- **REQUIRED TASK**:
Identify every line in the material below that contains the string "house", and copy each such line in full. Treat uppercase and lowercase letters as distinct.

- **DATASET EXTRACT**:
--------

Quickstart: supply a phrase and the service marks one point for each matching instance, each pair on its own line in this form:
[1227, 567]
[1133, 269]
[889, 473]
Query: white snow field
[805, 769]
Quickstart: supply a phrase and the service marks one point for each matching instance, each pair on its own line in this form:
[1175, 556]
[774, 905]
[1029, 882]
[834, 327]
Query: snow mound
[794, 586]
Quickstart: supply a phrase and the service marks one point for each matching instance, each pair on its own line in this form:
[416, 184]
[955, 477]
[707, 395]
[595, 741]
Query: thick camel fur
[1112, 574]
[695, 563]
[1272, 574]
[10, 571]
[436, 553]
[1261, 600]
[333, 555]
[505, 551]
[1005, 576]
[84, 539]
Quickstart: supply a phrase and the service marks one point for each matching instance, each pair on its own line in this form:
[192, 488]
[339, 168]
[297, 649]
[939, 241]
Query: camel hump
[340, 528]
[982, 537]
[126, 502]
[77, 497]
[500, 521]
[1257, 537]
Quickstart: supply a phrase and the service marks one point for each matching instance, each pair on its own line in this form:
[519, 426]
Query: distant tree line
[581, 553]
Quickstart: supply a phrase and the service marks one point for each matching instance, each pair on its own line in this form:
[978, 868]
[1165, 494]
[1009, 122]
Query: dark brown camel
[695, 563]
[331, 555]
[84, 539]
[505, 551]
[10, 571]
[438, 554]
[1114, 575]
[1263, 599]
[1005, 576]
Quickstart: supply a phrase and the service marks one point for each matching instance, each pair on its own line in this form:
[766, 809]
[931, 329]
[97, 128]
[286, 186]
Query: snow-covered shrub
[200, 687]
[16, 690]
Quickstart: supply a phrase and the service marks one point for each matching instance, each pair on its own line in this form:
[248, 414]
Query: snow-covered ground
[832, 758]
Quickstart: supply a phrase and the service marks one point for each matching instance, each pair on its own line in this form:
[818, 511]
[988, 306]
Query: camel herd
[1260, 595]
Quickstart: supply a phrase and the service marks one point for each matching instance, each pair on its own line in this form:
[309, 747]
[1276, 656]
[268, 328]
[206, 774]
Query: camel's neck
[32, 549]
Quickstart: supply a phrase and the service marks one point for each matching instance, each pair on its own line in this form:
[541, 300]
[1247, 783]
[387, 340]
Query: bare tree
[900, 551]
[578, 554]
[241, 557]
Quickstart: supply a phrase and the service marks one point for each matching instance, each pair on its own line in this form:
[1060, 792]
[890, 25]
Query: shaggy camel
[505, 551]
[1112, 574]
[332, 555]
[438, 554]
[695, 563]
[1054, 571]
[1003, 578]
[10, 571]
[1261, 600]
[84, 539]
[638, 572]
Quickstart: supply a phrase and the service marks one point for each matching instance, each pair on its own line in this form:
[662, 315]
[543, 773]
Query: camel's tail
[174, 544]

--------

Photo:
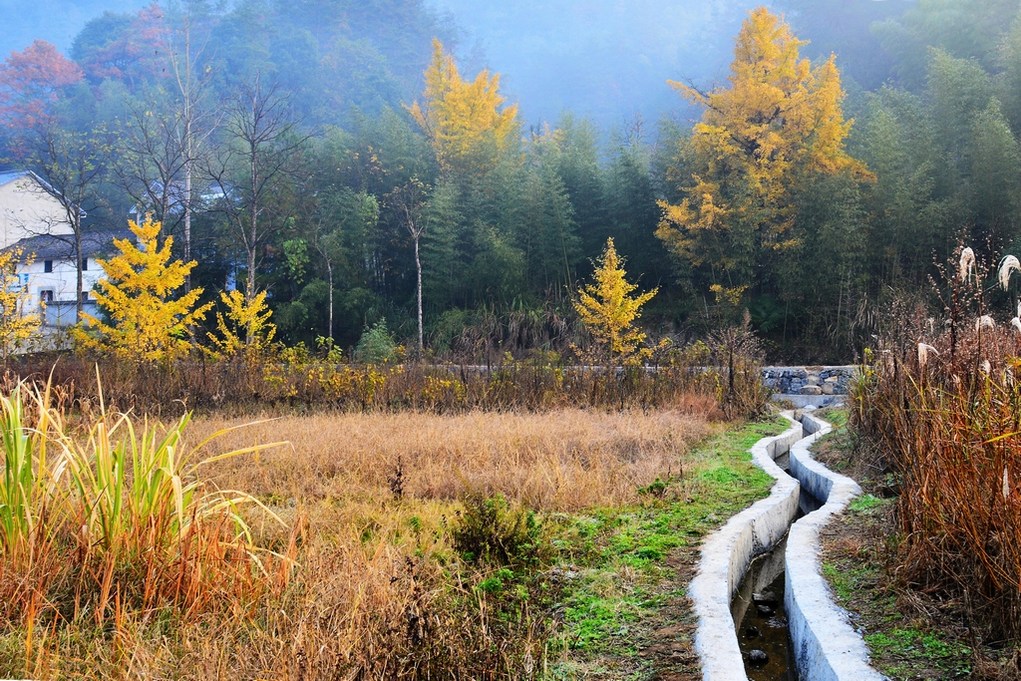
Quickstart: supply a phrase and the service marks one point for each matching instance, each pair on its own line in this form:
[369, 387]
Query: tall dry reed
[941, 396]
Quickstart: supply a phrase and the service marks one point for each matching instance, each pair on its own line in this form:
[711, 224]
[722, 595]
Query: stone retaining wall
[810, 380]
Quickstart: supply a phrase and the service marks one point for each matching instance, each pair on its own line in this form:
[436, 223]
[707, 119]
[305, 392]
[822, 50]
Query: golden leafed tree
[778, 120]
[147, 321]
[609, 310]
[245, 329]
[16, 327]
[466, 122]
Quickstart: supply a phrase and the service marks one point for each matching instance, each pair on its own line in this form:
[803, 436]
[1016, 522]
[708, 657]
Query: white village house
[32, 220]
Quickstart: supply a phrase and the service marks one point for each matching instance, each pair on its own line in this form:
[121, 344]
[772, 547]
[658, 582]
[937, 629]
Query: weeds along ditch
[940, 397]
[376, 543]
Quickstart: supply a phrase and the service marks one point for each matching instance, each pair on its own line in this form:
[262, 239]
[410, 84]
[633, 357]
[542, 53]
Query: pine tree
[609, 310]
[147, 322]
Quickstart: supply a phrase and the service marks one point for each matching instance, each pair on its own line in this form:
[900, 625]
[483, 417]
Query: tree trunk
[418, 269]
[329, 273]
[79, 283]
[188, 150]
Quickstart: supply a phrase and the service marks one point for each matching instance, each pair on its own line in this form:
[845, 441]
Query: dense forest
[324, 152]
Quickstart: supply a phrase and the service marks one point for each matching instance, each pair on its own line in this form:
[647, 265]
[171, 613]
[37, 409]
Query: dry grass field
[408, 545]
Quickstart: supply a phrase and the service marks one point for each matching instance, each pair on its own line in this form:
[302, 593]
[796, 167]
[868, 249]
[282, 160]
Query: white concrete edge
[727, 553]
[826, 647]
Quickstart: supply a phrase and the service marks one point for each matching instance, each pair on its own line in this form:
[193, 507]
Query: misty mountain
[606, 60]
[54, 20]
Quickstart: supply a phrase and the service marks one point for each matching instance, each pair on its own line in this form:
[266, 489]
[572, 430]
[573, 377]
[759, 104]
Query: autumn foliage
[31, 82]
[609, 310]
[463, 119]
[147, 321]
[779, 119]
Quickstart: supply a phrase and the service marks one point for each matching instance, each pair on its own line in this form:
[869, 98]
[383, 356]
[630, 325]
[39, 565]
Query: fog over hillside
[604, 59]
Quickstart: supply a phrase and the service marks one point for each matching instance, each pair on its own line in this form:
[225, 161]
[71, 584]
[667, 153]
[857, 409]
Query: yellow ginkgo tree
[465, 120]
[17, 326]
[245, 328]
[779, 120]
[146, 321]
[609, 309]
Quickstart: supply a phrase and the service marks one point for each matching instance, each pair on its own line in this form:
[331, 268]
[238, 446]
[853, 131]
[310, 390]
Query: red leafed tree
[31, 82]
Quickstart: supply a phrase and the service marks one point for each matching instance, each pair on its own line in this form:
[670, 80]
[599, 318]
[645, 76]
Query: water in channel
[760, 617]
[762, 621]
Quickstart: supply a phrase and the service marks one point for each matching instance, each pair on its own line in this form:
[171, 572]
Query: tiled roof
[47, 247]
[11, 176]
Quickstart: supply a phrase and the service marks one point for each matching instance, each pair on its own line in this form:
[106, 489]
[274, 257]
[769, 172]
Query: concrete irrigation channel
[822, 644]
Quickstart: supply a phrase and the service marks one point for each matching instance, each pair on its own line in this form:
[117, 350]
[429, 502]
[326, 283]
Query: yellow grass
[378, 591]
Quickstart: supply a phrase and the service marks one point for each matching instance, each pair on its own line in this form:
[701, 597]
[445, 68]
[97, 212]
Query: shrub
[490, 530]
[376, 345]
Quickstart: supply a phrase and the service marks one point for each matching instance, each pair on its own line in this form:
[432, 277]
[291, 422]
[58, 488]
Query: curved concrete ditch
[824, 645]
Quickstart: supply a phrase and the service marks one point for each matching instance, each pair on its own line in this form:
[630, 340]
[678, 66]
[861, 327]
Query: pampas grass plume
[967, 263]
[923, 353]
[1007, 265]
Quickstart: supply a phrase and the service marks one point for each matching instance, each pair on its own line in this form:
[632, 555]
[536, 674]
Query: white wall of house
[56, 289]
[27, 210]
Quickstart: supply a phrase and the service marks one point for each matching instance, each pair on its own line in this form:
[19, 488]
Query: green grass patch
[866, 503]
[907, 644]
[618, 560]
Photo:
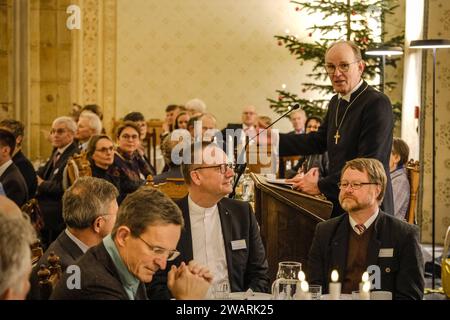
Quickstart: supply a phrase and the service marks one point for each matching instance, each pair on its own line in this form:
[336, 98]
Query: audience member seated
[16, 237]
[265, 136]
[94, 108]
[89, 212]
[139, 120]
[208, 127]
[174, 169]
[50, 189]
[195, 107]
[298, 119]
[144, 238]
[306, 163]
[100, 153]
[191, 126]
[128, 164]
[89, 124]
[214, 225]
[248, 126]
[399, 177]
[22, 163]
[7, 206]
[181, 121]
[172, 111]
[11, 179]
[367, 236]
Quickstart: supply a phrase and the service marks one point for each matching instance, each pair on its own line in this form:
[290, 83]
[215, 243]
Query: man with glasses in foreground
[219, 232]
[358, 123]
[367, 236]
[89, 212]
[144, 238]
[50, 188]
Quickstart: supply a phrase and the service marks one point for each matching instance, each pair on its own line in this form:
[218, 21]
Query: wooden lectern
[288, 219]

--------

- **TASK SOLUTION**:
Query: white village house
Query: white wall of house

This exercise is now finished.